Return exactly the lines of the records below, starting at the line that contains "Find the exact" and ending at the line that contains "positive clicks: (183, 150)", with both of those lines kept.

**DATASET CONTENT**:
---*---
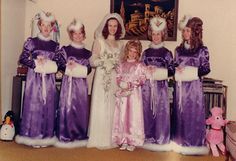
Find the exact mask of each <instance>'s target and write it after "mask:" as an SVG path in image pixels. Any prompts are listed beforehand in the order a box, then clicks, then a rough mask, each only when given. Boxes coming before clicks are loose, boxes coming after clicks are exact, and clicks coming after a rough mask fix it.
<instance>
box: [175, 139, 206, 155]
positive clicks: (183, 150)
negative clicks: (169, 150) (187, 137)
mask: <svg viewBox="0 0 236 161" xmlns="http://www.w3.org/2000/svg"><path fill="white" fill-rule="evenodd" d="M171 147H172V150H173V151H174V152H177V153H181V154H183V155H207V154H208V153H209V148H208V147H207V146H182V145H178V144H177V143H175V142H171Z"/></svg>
---*---
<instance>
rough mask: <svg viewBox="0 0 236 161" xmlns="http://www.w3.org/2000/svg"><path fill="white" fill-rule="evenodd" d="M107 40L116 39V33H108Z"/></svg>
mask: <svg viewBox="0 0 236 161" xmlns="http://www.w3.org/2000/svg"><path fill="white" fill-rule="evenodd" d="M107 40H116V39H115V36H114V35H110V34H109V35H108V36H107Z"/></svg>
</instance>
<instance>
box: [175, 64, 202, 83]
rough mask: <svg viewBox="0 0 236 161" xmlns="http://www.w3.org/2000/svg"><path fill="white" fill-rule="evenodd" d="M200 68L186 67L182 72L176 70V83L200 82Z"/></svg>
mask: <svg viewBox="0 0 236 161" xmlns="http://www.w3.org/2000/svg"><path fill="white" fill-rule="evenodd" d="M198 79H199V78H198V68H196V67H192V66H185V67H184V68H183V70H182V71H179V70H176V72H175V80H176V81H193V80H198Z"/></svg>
---*---
**WRITTEN SOLUTION**:
Find the exact mask of each <instance>'s target and write it after "mask:" as an SVG path in image pixels. Any prompts are listed beforehand in the order a box, then clicks, then a rough mask, each only when given. Boxes coming before clicks are loose, boxes coming after clicks are exact, and clicks coming after a rough mask fix it.
<instance>
box: [175, 139, 206, 155]
positive clicks: (183, 150)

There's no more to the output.